◆ ACTIVITY ◆
Copy the lines below word for word, skipping any image.
##########
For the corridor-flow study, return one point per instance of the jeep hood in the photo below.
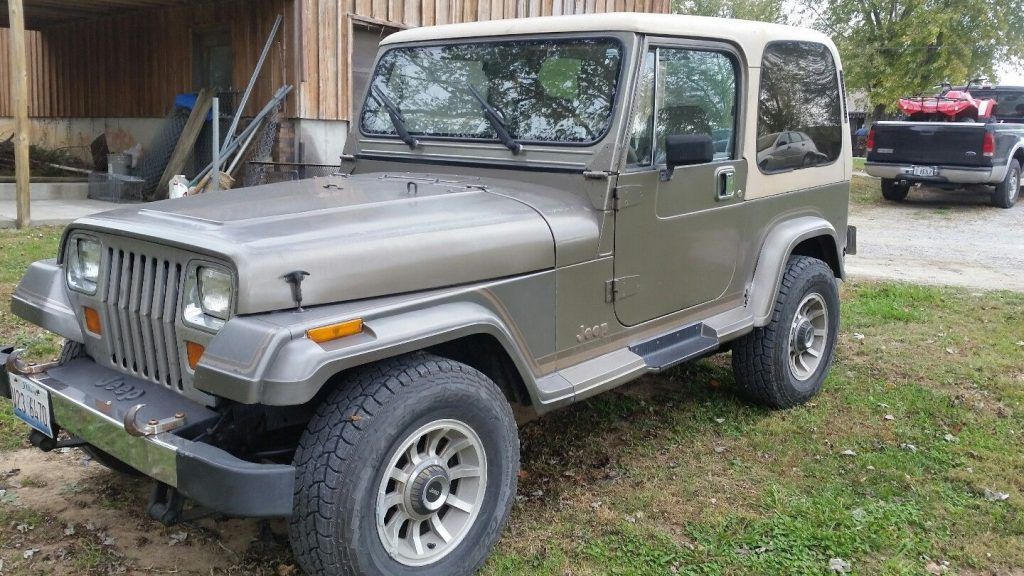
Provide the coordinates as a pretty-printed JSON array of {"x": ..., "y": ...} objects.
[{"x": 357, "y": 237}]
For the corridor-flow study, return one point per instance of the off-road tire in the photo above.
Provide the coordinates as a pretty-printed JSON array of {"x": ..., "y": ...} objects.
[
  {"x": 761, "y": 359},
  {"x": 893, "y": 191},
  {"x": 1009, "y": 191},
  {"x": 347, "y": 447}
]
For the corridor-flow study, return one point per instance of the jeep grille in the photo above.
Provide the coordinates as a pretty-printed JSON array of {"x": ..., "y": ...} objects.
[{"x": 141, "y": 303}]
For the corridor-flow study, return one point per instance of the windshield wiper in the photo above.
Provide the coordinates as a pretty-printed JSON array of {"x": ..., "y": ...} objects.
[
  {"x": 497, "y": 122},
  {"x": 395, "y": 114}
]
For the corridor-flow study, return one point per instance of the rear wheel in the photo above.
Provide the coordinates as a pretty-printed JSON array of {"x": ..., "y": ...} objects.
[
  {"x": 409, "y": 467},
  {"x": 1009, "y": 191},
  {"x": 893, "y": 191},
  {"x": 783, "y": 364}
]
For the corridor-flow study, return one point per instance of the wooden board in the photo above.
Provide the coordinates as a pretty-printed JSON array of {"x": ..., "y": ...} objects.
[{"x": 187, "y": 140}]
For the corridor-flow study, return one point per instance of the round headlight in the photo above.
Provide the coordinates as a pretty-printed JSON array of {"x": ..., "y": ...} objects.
##########
◆ REPLY TO THE TASK ◆
For the corridor-flow study, return one point per instance of the jeep hood in the photo below.
Provide the coordinates as a pretty-printed JSON array of {"x": ..., "y": ...} objects.
[{"x": 357, "y": 237}]
For the corridor-flow study, return one point per instance of the off-road tire in the photo above.
Provide the coordinates as a pretty-printed JSON array of {"x": ..., "y": ...} objects.
[
  {"x": 761, "y": 359},
  {"x": 893, "y": 191},
  {"x": 1009, "y": 191},
  {"x": 347, "y": 447}
]
For the corridor-flow study, return one point per instance of the jeep grille in the photo above.
Provide the coordinates as a pretty-printed JSON array of {"x": ..., "y": ...} objects.
[{"x": 141, "y": 303}]
For the corridor-flow study, return one point per instance of the windshield wiper in the photo above.
Provide the coordinates as a pretty-printed JSON array of {"x": ..., "y": ...} objects.
[
  {"x": 497, "y": 122},
  {"x": 395, "y": 114}
]
For the corridor-flow study, return one point per instance of the rear wheel in the photo above.
Provide the coordinates as a pretty-printed JSON array of {"x": ..., "y": ...} objects.
[
  {"x": 409, "y": 467},
  {"x": 1009, "y": 191},
  {"x": 893, "y": 191},
  {"x": 783, "y": 364}
]
For the corridor-flow study, return one point per instance of the wooden board in the photo above.
Provide the coordinates as a pretty-printed JSON array of {"x": ..., "y": ...} objects.
[{"x": 187, "y": 140}]
For the corridor-flow study, return one point per instance of the round headlight in the photo above.
Provide the coordinates as a pretty-printed JSON array of {"x": ..., "y": ...} objects.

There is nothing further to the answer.